**Written request 1**
In the thread about a newly built computer that won't boot, which motherboard did the first poster upgrade to?
**Written request 2**
In the thread about the computer that won't boot, reproduce everything from "I just recently" down to "(Jan 9, 2005)" word for word.

**Selection**
# Help newly built computer wont boot up



## lost_inspace (Jan 20, 2008)

Hello guys and gals hope this is the right place to post this topic. 

I just recently upgrad to a new motherboard (Asus p5k) and a intel pentium duo 2 2.2ghz along with a new memory and video card. After installing every thing (check and re check all the connection) the computer will not go through the "post" test. NO beeps what so ever. The odd thing about this is that this is the second new motherboard, cpu and memory stick I installed and both did the same thing. The first one I took to the computer shop to have it look at, they said I got a bad motherboard and cpu so I return it and got a new set including a new memory stick. Whats the odd of this being bad again? This is not the first time I put together a computer but this has never happen to me before.

any idea? Please help...


----------



## blues_harp28 (Jan 9, 2005)

Hi and welcome to TSG.

**Supplied records**
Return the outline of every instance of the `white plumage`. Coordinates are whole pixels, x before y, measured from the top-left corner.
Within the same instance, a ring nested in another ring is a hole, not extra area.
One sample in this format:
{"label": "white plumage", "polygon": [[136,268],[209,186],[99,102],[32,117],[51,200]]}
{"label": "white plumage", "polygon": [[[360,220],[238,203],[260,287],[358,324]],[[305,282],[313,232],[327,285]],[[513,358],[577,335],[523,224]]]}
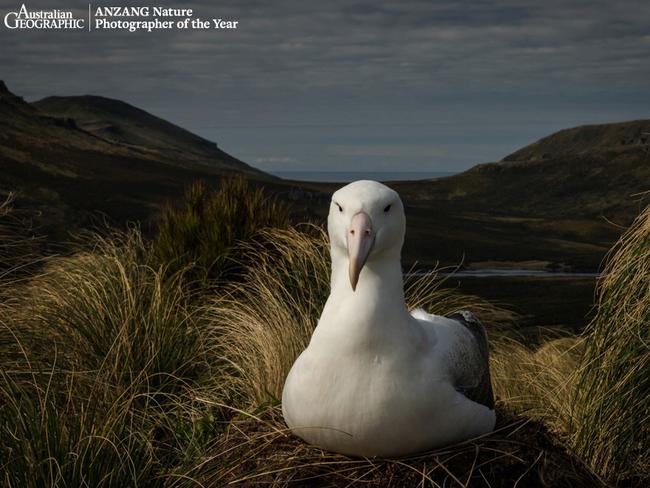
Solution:
{"label": "white plumage", "polygon": [[[469,312],[406,309],[399,195],[374,181],[334,193],[331,292],[287,376],[283,414],[310,444],[400,456],[493,430],[485,332]],[[471,399],[470,399],[471,398]]]}

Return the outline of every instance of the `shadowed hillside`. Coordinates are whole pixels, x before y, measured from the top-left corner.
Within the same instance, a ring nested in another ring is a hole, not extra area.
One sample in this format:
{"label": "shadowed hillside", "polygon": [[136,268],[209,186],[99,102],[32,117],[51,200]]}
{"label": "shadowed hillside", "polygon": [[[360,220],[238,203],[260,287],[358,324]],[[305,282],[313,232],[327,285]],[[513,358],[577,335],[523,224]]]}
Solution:
{"label": "shadowed hillside", "polygon": [[31,104],[41,113],[75,121],[83,130],[110,142],[145,148],[176,164],[259,174],[208,141],[120,100],[98,96],[48,97]]}
{"label": "shadowed hillside", "polygon": [[[214,183],[243,173],[274,180],[216,145],[127,104],[99,97],[82,100],[98,103],[82,105],[85,115],[82,107],[76,108],[77,122],[66,114],[44,114],[0,83],[0,196],[16,191],[18,205],[42,213],[49,234],[88,225],[89,215],[98,211],[117,224],[146,220],[162,202],[199,179]],[[85,130],[93,113],[103,114],[101,120],[109,121],[123,140]]]}

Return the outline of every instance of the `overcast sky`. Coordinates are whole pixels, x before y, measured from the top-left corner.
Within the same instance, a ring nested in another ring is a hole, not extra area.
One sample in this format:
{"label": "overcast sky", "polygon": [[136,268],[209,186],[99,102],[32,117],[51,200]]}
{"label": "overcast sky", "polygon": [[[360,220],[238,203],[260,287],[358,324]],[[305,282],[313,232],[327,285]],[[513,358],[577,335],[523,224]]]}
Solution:
{"label": "overcast sky", "polygon": [[[21,3],[0,0],[0,14]],[[647,0],[164,5],[239,27],[150,34],[2,23],[0,79],[28,100],[127,101],[266,170],[458,171],[561,128],[650,118]]]}

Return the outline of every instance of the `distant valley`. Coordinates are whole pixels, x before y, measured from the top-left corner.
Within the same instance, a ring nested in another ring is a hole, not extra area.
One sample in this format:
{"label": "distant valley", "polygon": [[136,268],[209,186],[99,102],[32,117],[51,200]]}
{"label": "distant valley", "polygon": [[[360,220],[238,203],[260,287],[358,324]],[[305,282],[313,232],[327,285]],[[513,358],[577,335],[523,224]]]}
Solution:
{"label": "distant valley", "polygon": [[[650,120],[577,127],[454,176],[395,182],[409,219],[405,261],[594,271],[649,201],[649,139]],[[59,239],[97,215],[150,222],[197,179],[243,174],[316,220],[340,186],[265,174],[118,100],[27,103],[2,82],[0,168],[0,196],[18,192]]]}

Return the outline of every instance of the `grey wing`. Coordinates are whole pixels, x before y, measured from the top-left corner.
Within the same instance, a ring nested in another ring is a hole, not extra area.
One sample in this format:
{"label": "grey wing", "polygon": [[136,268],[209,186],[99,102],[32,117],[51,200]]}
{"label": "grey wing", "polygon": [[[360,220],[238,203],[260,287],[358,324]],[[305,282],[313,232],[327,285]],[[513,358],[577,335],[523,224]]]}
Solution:
{"label": "grey wing", "polygon": [[476,403],[494,408],[494,394],[490,378],[490,362],[485,327],[472,312],[462,310],[452,314],[450,319],[467,328],[474,338],[469,348],[463,348],[462,357],[455,358],[453,380],[456,390]]}

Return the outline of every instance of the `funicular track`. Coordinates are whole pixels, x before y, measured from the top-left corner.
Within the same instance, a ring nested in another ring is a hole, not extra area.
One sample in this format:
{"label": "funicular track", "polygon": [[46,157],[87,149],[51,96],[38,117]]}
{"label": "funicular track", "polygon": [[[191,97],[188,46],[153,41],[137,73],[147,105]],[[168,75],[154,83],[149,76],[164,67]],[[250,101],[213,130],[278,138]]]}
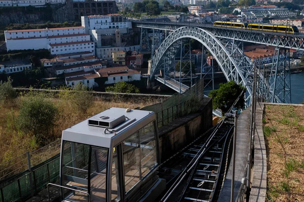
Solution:
{"label": "funicular track", "polygon": [[162,164],[159,174],[166,179],[170,188],[161,201],[216,201],[229,165],[234,119],[225,116],[216,125]]}

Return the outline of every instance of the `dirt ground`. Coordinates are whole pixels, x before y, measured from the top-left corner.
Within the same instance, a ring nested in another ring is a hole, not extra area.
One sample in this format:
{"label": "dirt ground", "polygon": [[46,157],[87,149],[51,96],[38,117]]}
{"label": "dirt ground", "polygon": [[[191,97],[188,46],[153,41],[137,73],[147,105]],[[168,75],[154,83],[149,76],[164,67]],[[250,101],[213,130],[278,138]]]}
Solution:
{"label": "dirt ground", "polygon": [[266,105],[267,201],[304,201],[304,106]]}

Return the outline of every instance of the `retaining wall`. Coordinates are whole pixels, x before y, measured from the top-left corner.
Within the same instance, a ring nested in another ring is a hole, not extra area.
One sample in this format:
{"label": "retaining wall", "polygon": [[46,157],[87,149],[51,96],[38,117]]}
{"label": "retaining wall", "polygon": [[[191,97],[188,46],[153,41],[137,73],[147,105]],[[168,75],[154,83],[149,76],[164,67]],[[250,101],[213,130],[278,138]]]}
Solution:
{"label": "retaining wall", "polygon": [[[29,89],[29,88],[15,88],[17,93],[27,93],[31,91],[41,91],[46,93],[54,93],[54,95],[60,91],[65,90],[50,90],[45,89]],[[110,100],[112,99],[118,99],[124,102],[131,102],[134,103],[151,102],[151,100],[161,102],[170,97],[171,95],[161,95],[155,94],[141,94],[141,93],[120,93],[106,92],[88,92],[89,93],[92,93],[94,96],[99,98]]]}
{"label": "retaining wall", "polygon": [[164,162],[212,126],[212,99],[204,97],[200,110],[159,129],[161,161]]}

**Correct result 1**
An Asus p5k.

**Correct result 2**
I just recently upgrad to a new motherboard (Asus p5k) and a intel pentium duo 2 2.2ghz along with a new memory and video card. After installing every thing (check and re check all the connection) the computer will not go through the "post" test. NO beeps what so ever. The odd thing about this is that this is the second new motherboard, cpu and memory stick I installed and both did the same thing. The first one I took to the computer shop to have it look at, they said I got a bad motherboard and cpu so I return it and got a new set including a new memory stick. Whats the odd of this being bad again? This is not the first time I put together a computer but this has never happen to me before.

any idea? Please help...


----------



## blues_harp28 (Jan 9, 2005)